Exercise requirements. For the records below, give the count of lines holding the word "wall" and nothing more.

(Point-per-instance localization data)

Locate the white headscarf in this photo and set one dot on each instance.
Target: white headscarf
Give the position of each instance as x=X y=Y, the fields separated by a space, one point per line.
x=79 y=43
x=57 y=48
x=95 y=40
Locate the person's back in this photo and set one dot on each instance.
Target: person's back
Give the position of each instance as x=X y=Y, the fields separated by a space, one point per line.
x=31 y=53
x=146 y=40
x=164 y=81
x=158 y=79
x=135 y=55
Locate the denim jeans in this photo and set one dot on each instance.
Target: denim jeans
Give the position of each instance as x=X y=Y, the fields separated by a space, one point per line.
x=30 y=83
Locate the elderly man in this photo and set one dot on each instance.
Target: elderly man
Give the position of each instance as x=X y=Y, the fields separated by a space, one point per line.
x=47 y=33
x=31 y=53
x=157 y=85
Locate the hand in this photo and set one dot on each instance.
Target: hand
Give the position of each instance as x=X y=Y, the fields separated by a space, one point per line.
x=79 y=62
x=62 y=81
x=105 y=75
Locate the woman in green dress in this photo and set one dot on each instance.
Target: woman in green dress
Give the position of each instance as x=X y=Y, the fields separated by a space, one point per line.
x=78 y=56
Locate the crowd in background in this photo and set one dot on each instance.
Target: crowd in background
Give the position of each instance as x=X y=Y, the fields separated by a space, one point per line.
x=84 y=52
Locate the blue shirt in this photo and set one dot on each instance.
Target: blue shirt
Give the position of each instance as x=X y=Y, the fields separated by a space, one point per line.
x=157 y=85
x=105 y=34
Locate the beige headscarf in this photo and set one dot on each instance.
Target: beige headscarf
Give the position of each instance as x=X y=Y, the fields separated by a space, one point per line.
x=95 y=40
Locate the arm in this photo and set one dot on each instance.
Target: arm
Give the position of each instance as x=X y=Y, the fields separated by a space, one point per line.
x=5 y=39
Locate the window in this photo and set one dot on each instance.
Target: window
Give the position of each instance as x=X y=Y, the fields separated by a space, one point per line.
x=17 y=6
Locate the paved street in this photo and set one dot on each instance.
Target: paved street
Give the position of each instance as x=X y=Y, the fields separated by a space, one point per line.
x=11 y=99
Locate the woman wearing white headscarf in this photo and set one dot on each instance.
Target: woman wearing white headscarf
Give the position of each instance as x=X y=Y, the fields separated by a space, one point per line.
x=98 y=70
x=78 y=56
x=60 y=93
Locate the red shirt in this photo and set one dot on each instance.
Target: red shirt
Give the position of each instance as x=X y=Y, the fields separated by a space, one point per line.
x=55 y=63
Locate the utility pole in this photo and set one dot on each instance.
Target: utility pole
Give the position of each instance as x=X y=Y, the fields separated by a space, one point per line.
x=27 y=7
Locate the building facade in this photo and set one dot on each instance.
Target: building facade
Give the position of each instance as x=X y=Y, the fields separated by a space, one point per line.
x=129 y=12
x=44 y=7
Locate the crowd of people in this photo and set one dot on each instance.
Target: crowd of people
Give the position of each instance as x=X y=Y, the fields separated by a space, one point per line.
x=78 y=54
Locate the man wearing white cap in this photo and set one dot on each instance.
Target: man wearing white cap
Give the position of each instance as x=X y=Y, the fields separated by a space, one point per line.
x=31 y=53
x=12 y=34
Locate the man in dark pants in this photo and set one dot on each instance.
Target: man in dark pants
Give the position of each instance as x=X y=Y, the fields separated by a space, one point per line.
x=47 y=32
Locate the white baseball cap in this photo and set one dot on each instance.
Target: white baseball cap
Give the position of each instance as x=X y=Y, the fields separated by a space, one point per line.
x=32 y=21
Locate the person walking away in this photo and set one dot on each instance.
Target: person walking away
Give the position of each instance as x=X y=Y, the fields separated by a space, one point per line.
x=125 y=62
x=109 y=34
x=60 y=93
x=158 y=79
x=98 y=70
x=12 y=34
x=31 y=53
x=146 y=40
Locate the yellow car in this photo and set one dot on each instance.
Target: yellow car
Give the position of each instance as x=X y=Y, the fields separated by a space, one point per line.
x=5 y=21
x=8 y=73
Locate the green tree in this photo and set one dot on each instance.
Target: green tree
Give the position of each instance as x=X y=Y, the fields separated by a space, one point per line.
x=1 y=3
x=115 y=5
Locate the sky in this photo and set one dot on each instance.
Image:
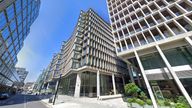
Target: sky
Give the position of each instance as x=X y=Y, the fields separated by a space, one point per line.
x=55 y=23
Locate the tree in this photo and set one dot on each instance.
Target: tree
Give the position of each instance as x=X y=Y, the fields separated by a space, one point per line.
x=130 y=100
x=132 y=89
x=140 y=102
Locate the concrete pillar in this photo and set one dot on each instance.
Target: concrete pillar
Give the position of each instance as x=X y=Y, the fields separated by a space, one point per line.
x=56 y=85
x=47 y=86
x=131 y=73
x=138 y=79
x=123 y=79
x=189 y=41
x=175 y=77
x=78 y=85
x=98 y=84
x=146 y=81
x=114 y=86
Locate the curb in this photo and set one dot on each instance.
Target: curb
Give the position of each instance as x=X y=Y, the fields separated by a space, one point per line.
x=46 y=104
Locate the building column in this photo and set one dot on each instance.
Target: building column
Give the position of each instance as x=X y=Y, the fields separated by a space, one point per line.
x=98 y=84
x=47 y=86
x=123 y=79
x=189 y=41
x=138 y=79
x=56 y=85
x=78 y=85
x=114 y=86
x=131 y=73
x=146 y=81
x=175 y=77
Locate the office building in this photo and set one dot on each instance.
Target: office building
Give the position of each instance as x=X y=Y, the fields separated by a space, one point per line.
x=155 y=36
x=22 y=73
x=16 y=17
x=88 y=62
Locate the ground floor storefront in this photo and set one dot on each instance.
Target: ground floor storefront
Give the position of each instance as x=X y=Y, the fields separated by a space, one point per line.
x=91 y=84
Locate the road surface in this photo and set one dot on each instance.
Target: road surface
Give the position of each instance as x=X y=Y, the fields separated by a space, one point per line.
x=22 y=101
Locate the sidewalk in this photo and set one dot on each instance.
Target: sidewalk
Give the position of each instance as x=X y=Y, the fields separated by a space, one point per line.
x=71 y=102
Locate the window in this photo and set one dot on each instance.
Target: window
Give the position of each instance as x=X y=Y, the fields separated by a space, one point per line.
x=152 y=61
x=14 y=35
x=10 y=12
x=3 y=20
x=5 y=33
x=8 y=41
x=19 y=19
x=13 y=25
x=179 y=56
x=18 y=6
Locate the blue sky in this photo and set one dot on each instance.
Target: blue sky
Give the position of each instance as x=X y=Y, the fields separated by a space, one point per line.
x=55 y=23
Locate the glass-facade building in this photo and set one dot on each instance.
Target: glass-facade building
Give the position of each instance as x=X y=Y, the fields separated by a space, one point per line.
x=155 y=36
x=16 y=17
x=88 y=62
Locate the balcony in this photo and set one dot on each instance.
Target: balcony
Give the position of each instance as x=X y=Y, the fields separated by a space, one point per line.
x=158 y=18
x=176 y=11
x=186 y=6
x=185 y=24
x=174 y=28
x=166 y=15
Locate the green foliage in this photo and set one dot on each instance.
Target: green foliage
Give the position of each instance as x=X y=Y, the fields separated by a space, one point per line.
x=132 y=89
x=181 y=105
x=142 y=96
x=149 y=102
x=181 y=99
x=167 y=102
x=140 y=102
x=130 y=100
x=160 y=102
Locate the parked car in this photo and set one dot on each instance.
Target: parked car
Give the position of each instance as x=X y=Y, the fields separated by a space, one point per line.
x=4 y=95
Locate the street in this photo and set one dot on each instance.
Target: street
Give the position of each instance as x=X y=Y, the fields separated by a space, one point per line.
x=22 y=101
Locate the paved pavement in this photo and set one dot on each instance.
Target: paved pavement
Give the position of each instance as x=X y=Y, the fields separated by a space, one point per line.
x=64 y=101
x=22 y=101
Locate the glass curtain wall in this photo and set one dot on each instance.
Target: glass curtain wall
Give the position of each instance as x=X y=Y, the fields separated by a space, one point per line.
x=119 y=85
x=166 y=88
x=88 y=84
x=106 y=85
x=181 y=56
x=67 y=85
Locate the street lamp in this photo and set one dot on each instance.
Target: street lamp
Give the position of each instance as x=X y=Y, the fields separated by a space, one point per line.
x=57 y=89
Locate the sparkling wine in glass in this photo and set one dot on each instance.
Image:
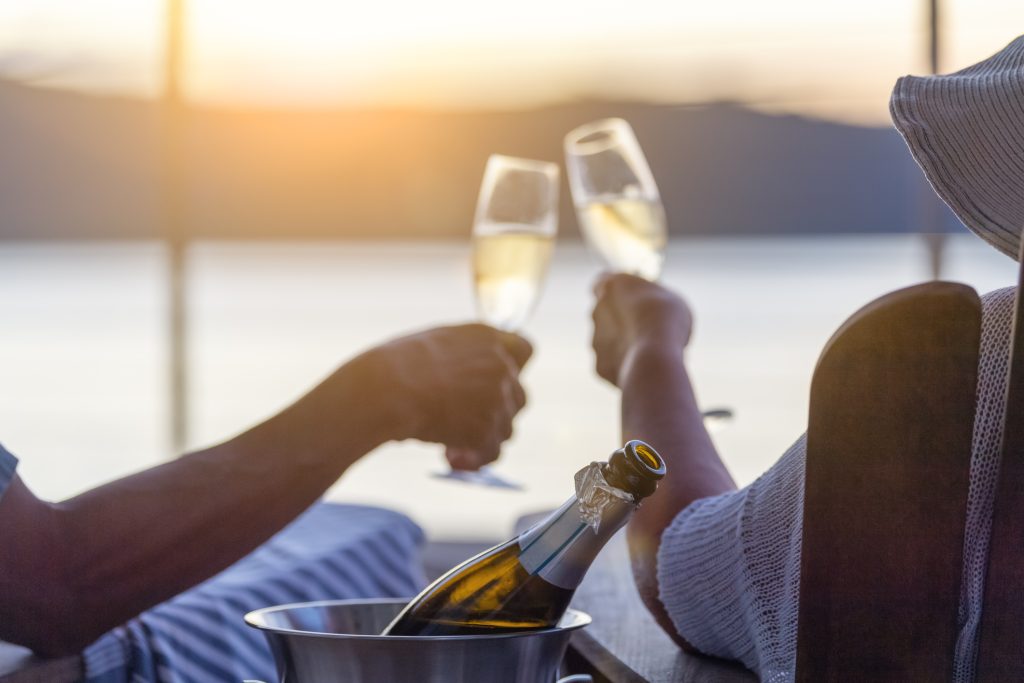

Completed task. 2